Pointing dataset records:
============
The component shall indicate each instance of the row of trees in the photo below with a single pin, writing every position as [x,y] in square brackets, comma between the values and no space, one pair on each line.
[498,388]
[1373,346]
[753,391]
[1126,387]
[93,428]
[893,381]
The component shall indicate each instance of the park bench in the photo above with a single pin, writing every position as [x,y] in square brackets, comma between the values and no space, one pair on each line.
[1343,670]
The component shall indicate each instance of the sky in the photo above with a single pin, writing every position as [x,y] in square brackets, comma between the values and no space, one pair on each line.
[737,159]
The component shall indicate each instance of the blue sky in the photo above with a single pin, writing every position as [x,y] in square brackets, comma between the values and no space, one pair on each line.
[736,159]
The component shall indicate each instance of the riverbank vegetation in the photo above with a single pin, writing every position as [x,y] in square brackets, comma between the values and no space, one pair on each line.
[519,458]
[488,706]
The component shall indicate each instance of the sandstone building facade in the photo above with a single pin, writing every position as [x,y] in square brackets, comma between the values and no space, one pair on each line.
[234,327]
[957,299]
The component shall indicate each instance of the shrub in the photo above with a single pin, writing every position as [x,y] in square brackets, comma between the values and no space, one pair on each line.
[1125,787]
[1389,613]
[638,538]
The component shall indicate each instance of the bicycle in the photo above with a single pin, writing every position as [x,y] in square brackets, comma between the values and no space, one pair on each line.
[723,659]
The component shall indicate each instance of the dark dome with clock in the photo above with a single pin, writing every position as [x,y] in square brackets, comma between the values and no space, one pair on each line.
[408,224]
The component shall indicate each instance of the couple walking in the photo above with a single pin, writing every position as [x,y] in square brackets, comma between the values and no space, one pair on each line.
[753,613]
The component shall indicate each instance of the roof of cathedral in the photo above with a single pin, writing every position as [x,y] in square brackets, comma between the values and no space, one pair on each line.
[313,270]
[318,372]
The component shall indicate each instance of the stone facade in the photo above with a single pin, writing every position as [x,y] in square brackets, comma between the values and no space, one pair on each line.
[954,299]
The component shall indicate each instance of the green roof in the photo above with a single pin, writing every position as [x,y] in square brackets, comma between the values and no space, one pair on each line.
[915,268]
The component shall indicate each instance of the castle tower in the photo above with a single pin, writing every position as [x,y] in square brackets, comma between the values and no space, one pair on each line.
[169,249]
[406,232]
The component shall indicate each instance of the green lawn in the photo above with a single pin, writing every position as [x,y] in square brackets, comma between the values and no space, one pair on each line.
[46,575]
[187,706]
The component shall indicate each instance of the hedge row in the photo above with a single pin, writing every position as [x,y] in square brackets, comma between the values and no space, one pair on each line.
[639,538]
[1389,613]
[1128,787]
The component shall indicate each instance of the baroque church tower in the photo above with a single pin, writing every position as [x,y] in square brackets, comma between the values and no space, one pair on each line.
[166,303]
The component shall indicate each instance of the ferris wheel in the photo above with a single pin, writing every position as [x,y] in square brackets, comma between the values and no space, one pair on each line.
============
GOAL OF THE EXERCISE:
Return every line of the material exactly.

FULL ANSWER:
The component shall indicate each instance of the row of trees in the photo below with a single pin, writing every position as [x,y] in square brackets, comma between the values and no space, one pair on each line.
[498,388]
[1373,346]
[753,391]
[1126,387]
[93,428]
[893,381]
The component shall indicate each instance of the park bench in the photo above with a single pin, writing every position as [x,y] in square brackets, comma between the values and no space, one pair on each line.
[1343,670]
The component shall indicate each instance of the sky in the photo above with a single pin, writing every position as [x,y] in square brackets, comma between the values and no space, one pair on each line.
[737,159]
The component shall indicate each instance of the blue sky in the photo above with a single pin, writing every position as [x,y] in square brackets, comma between the values and no space, one pair on each line.
[736,159]
The component shall indicate each instance of the riverbank vegetation in the photo above with a single pin, writing every position as [x,y] in square brackets, comma between the values and no space, one pair on each line.
[519,458]
[488,706]
The component shall indicate each instance of the sandstone building facade in the photo above with a single pin, writing every position as [x,y] in square brackets, comma between the values and no space, one pair on each line.
[234,327]
[957,299]
The component shall indicate each instance of the shrub in the photo above with a single pin, writing every position as [x,y] in square brackets, comma between the values and no space, one pair on each line.
[1125,787]
[1389,613]
[638,538]
The component shall indicate each instance of the bicycle in the photo above with a single pin, writing every position as [x,y] in square brackets, comma between the values and no space, one pair on each line.
[723,659]
The component shall indicate each instance of the dark dome with clock in the photo above with a single pin, writing every position as [x,y] in square brackets, comma between the values and no space, one pair on each line.
[408,224]
The component shall indicate each instance of the couple walking in the photo above with a single pin, writing every position as [x,y] in square brackets, comma between the values and no space, one pair on each line.
[753,613]
The component shall indicate each instance of the roof of cathedral in the photo above with a single pin, writing every position as [x,y] in square brackets, comma between the values and no space, one pair on each line.
[313,270]
[318,372]
The component shall indicate each instance of the stone facade in the photo above with a single pin, writing every position as [x,y] in square brackets, comma between the values and no space, one pair on each line.
[954,299]
The component shall indicate each instance of the green roof in the photo above with a single pin, writing every position as [x,y] in square brackets, comma between the values and no space, one pair on each line.
[915,268]
The component shall indicate each instance of the castle tower in the photo above with a single pin, writing every position as [x,y] in square brackets, comma between the values and no space, one pair on each line.
[169,249]
[406,232]
The component shall indicate each instance of the green lawn in the photo above with a single pin, writing every position as [x,y] in square brackets, comma between the values and no space, one pair on each line.
[46,575]
[187,706]
The component shall indicate each instance of the hedge row in the photo above with a single pin, writing every position as [x,y] in square brackets, comma between the values and no space, one pair on each line.
[639,538]
[1389,613]
[1128,787]
The component shall indicate each instance of the baroque church tower in the photo above with a single pin, writing every position as [x,y] in square brackets, comma between the values and no space, one pair on each line.
[166,303]
The component shall indicate each instance of the ferris wheel in the photo above with a single pin, writing every position as [x,y] in square brackets, comma between the values and no space, one pair on each line.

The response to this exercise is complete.